• [Material shown]

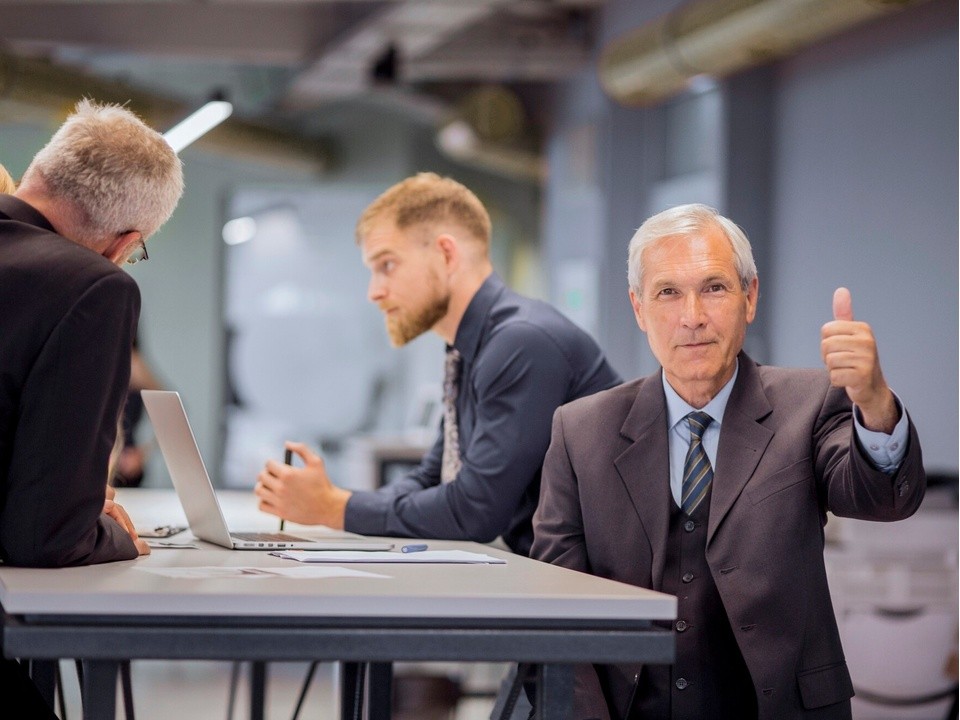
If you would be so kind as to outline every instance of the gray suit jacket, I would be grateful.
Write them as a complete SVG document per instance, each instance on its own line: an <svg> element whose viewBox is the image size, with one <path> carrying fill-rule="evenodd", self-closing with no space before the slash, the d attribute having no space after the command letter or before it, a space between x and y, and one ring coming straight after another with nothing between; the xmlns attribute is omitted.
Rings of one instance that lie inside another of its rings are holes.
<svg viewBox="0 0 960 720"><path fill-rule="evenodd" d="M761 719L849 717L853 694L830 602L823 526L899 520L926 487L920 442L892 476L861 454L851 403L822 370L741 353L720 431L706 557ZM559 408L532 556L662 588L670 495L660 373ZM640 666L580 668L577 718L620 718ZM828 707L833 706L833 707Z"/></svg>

* * *

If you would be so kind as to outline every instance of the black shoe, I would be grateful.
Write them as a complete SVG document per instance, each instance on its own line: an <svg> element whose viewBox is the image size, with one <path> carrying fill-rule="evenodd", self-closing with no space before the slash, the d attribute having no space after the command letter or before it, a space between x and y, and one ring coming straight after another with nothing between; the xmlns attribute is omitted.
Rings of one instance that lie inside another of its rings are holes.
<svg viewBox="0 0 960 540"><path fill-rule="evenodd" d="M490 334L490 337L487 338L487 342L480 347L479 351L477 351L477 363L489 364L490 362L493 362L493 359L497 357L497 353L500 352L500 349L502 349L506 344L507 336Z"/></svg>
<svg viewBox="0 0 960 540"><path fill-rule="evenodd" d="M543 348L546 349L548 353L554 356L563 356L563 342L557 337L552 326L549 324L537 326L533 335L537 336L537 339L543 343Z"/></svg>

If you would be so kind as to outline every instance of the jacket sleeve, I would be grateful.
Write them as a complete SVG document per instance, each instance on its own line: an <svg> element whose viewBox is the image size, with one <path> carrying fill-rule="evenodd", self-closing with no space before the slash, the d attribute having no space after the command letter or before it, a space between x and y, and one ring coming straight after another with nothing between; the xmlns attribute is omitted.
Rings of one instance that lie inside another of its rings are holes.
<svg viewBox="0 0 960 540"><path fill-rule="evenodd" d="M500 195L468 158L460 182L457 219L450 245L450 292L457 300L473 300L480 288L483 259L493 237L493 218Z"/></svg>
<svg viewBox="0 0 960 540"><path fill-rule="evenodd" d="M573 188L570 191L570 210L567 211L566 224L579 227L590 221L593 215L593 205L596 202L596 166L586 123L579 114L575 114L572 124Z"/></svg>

• [Exercise]
Go line by line through the records and copy those that contain the word "kind".

• [Your response]
If you would be so kind as to outline every instance of the gray suit jacket, I would be grateful.
If you would be so kind as to outline every instance of the black shoe, I would be grateful.
If you would be so kind as to outline every instance of the jacket sleeve, I would be grateful.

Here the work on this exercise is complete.